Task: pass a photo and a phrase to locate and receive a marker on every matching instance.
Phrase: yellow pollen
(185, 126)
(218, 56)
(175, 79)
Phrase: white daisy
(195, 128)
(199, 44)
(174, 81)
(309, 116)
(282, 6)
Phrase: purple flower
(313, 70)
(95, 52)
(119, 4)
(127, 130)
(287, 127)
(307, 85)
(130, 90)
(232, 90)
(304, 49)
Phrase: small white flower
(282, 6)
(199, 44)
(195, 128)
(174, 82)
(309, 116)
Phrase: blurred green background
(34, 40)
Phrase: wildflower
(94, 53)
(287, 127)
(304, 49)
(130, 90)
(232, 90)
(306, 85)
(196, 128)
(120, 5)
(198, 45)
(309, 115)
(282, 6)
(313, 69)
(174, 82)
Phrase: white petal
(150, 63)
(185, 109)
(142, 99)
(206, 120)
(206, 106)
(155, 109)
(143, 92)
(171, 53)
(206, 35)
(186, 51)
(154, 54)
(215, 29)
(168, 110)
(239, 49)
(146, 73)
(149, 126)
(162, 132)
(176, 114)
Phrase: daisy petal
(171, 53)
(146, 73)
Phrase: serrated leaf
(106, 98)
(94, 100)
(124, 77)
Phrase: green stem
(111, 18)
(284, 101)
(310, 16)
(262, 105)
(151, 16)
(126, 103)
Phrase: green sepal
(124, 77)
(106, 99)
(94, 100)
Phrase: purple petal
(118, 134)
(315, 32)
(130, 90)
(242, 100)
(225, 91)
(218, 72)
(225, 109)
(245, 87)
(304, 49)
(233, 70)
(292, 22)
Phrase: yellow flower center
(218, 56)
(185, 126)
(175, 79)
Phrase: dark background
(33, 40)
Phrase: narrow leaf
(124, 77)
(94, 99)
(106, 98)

■ **Work order**:
Beginning at the line that contains "Phrase: white petal", retype each line of the listing up to and including the last one, exactly as it stands, and nothing else.

■ **Output for this exercise**:
Phrase: white petal
(150, 63)
(185, 109)
(142, 99)
(206, 120)
(206, 106)
(155, 109)
(143, 92)
(171, 53)
(206, 35)
(186, 51)
(154, 54)
(215, 29)
(168, 110)
(239, 49)
(146, 73)
(149, 126)
(162, 132)
(176, 114)
Phrase: daisy petal
(171, 53)
(146, 73)
Phrase: serrated leaf
(106, 98)
(94, 100)
(124, 77)
Phrase: green stem
(111, 18)
(284, 101)
(310, 16)
(262, 105)
(151, 16)
(126, 103)
Phrase: green sepal
(124, 77)
(106, 99)
(94, 100)
Phrase: purple petal
(118, 134)
(315, 32)
(130, 90)
(242, 100)
(225, 91)
(218, 72)
(225, 109)
(245, 87)
(304, 49)
(233, 70)
(292, 22)
Phrase: yellow flower center
(218, 56)
(185, 126)
(175, 79)
Phrase: dark background
(33, 40)
Phrase: narrow leaf
(124, 77)
(94, 99)
(106, 98)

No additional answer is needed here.